(Data in this exercise):
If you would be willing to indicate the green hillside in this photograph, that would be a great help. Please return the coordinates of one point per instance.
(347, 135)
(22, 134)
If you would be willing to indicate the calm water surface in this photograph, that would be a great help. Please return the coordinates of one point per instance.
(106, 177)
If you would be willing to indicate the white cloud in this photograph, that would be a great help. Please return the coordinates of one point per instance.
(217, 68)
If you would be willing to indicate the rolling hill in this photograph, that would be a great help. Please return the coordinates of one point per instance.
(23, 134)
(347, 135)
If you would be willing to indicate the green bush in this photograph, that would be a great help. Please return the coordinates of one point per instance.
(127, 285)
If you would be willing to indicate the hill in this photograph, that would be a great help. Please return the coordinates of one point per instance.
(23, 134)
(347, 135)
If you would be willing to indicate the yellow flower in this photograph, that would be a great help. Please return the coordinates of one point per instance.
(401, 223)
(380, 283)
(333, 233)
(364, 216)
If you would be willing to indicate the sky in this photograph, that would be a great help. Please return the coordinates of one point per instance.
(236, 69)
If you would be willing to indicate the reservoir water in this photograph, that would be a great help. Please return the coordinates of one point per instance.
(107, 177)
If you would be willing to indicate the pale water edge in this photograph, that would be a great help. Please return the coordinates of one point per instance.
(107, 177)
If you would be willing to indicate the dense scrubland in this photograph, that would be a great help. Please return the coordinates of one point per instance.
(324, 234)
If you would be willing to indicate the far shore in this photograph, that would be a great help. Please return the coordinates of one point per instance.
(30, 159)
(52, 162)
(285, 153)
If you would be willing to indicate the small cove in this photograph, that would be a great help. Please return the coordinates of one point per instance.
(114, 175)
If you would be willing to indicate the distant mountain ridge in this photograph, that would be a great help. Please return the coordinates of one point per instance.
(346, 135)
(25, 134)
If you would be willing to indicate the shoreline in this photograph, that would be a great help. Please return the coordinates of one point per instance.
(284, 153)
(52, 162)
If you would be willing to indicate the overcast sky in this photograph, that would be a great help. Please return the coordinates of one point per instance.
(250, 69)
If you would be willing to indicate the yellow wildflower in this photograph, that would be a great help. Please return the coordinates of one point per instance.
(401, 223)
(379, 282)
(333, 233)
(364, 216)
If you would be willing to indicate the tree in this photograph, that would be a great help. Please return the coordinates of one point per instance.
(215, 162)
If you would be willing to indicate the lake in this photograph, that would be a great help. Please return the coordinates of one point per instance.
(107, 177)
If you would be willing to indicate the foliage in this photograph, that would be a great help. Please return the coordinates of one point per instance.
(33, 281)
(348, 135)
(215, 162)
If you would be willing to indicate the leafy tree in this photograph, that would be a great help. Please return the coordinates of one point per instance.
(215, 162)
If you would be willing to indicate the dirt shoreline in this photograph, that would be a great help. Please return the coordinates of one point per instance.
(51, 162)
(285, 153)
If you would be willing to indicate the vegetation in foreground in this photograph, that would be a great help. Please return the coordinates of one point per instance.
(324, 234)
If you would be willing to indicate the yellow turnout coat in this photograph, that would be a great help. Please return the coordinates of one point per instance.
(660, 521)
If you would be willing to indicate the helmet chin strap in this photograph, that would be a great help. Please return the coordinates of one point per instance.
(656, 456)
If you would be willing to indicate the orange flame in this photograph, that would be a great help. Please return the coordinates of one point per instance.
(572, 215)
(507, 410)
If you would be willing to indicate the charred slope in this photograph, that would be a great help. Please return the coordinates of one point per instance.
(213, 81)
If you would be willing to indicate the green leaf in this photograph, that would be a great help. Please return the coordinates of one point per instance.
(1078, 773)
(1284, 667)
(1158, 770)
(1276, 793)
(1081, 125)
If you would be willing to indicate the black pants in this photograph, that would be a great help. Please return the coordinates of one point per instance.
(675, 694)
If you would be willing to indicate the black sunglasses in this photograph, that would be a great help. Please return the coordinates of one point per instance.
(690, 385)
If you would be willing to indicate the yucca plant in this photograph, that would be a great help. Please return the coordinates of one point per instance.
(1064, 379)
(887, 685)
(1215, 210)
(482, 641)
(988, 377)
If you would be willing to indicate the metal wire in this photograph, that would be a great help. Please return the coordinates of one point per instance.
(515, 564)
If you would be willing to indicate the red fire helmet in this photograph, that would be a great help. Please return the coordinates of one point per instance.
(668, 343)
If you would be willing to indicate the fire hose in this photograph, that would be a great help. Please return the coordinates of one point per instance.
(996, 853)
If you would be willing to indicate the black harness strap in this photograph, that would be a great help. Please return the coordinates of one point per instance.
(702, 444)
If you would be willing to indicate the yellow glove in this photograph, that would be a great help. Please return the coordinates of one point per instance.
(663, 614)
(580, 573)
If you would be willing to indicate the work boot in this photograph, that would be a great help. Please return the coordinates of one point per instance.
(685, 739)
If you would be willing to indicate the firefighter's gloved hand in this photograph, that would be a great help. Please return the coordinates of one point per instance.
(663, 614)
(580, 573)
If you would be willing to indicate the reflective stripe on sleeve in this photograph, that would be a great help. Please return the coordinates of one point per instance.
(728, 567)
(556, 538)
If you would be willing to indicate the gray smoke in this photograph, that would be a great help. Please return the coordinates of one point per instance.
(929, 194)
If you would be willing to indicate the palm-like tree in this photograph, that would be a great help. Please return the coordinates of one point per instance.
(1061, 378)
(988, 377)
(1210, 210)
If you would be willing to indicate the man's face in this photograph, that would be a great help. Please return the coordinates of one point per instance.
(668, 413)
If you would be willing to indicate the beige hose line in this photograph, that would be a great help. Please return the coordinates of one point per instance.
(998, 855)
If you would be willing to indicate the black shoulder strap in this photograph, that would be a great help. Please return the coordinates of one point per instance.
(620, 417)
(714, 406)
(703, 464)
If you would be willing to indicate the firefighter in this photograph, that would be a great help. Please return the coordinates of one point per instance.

(Directions for this task):
Copy out all of the material above, substituting "scene" for every "photograph" and leaving everything else untouched.

(Task result):
If you would be willing to indicate the green hillside in this scene, that would be a great help. Please return the coordinates of one point per instance.
(347, 135)
(22, 134)
If you would be willing to indicate the calm water surface in this scene, that would be a great help. Please return the coordinates of one point per instance.
(106, 177)
If you would be willing to indicate the white cloud in this scene, that would be a great help. Please return the coordinates of one point per instance.
(217, 68)
If you would be willing to indicate the rolling hill in this scene, that would be a great help. Please return the coordinates of one point per instance.
(23, 134)
(347, 135)
If you would be willing to indicate the green bush in this scene, that would be a great help. Please return the coordinates of one point per instance.
(127, 285)
If you would be willing to indicate the hill in this scene, that would be a great help. Please return the coordinates of one point per instance.
(23, 134)
(347, 135)
If you would be willing to indicate the yellow flower in this scene, that would be a great help. Please return the coordinates of one point per instance.
(401, 223)
(380, 283)
(333, 233)
(364, 216)
If you would be willing to indicate the sky in this scene, that would be a great help. Please return the coordinates of one point per instance.
(236, 69)
If you would be willing to indicate the reservoir water in this scene, that would be a great help. Please return the coordinates of one point per instance.
(107, 177)
If you would be willing to indicate the pale water edge in this scene, that would be a great help. Please return the coordinates of one point per instance.
(107, 177)
If you would be willing to indicate the dense scrubland in this scene, that would be a great help. Please return the coordinates of one point per instance.
(324, 234)
If you would be willing to indicate the far shore in this scene, that would be a great help. Please return the coordinates of one point per instance.
(30, 159)
(52, 162)
(285, 153)
If you would be willing to indicate the small cove in this scene, that would be a great help. Please return the coordinates of one point per instance.
(114, 175)
If you would be willing to indicate the distant mountain ridge in this scene, that would be a great help. Please return the coordinates of one point per instance.
(346, 135)
(25, 134)
If you would be willing to indicate the shoreline in this scene, that would be a great help. Please return the coordinates of one point per instance.
(284, 153)
(52, 162)
If you would be willing to indicate the overcast sky in this scene, that would be a great help. Please return the coordinates of one point per instance.
(250, 69)
If you would be willing to indicate the yellow wildflower in this scene, that would be a great help. Please return the coordinates of one point per instance.
(401, 223)
(379, 282)
(333, 233)
(364, 216)
If you would be willing to indicate the tree in this scene, that would be a great help. Please return the coordinates of one point per instance.
(215, 162)
If you would be willing to indicate the lake in this scene, that would be a great help. Please return the coordinates of one point per instance.
(107, 177)
If you would be willing to indicate the foliage in this scene, that would be a great help. Please return the coordinates of one point per instance.
(33, 281)
(348, 135)
(215, 162)
If you would be willing to indicate the leafy tree in this scene, that would be a great help. Please return the coordinates of one point per instance.
(215, 162)
If you would be willing to indicate the dirt shoreline in this scene, that would be a great help. Please return the coordinates of one point per instance.
(51, 162)
(285, 153)
If you would be willing to indicate the vegetation in foreground in this scene, that would be a great help. Please return the coordinates of one point per instance.
(324, 234)
If you would be willing to indicate the yellow turnout coat in this scene, that would be a great help. Please return the coordinates of one point per instance.
(660, 521)
If you would be willing to indicate the helmet chin strap in this scene, that would be a great help. Please return the coordinates of one point per instance.
(656, 456)
If you would be willing to indicate the orange flame in this scene, that would be a great help. Please return the coordinates of one point per instance.
(572, 215)
(507, 410)
If you would be willing to indicate the charred slope in this scene, that would be a great help. Please return the coordinates of one point per instance.
(213, 81)
If you would be willing to indicate the green leaf in this scene, that would be a great help. Please return the coordinates of one point per instance.
(1078, 773)
(1284, 667)
(1158, 770)
(1276, 793)
(1081, 125)
If you would be willing to indicate the black pants in this scene, that would be a great help. Please return the coordinates of one point per instance.
(675, 694)
If you would be willing to indicate the black sunglasses in this scene, that would be a great help. Please return the coordinates of one point per instance.
(690, 385)
If you would be willing to indicate the yucca plant in this scene, that would be a great help. Please return the coordinates of one point per instance.
(1064, 379)
(887, 685)
(1215, 210)
(482, 641)
(988, 377)
If you would be willing to indicate the metal wire in this scene, that would be a great help. Please return the coordinates of one point per instance.
(515, 564)
If you would be willing to indicate the red fire helmet in this scene, that would be a great help. Please return the coordinates of one point per instance.
(668, 343)
If you would be willing to indicate the fire hose in this scene, that would be a great help. Please return the coordinates of one point per instance.
(996, 853)
If you would be willing to indicate the black harness strap in this scene, that would be a great help. Please return the coordinates of one point per instance.
(702, 444)
If you would be willing to indicate the yellow glove in this scene, that would be a great help. Please return the coordinates of one point per instance.
(663, 614)
(580, 573)
If you would be willing to indicate the work boot in this scene, that would be a great help. Please return the coordinates of one point per instance.
(685, 739)
If you would be willing to indicate the firefighter's gloved hand in this scene, that would be a great help. Please return the coordinates of one point per instance.
(663, 614)
(580, 573)
If you would be willing to indicate the reflective stripe on sleeve in this scene, that would be a great help. Please return the coordinates of one point per instance.
(728, 567)
(556, 538)
If you would be willing to indicate the gray smoke in this scene, that would be a great help. Please return the coordinates of one point per instance.
(929, 194)
If you would be willing to indicate the palm-like tree in this scene, that would be a great help. Please return the coordinates of one point per instance.
(1061, 378)
(988, 377)
(1210, 210)
If you would be willing to indicate the man's face in this scene, that would be a great help. Please return the coordinates of one point per instance.
(668, 413)
If you would be willing to indicate the beige hose line in this scene, that would be a great help. Please return the coordinates of one point per instance.
(998, 855)
If you would be willing to indicate the black shoulder strap in this scene, that would be a great help. Please return the coordinates of one point per instance.
(620, 417)
(714, 406)
(703, 464)
If you would be willing to indicate the firefighter in this scene, that would be a great help. Please return the coordinates of one point per instance.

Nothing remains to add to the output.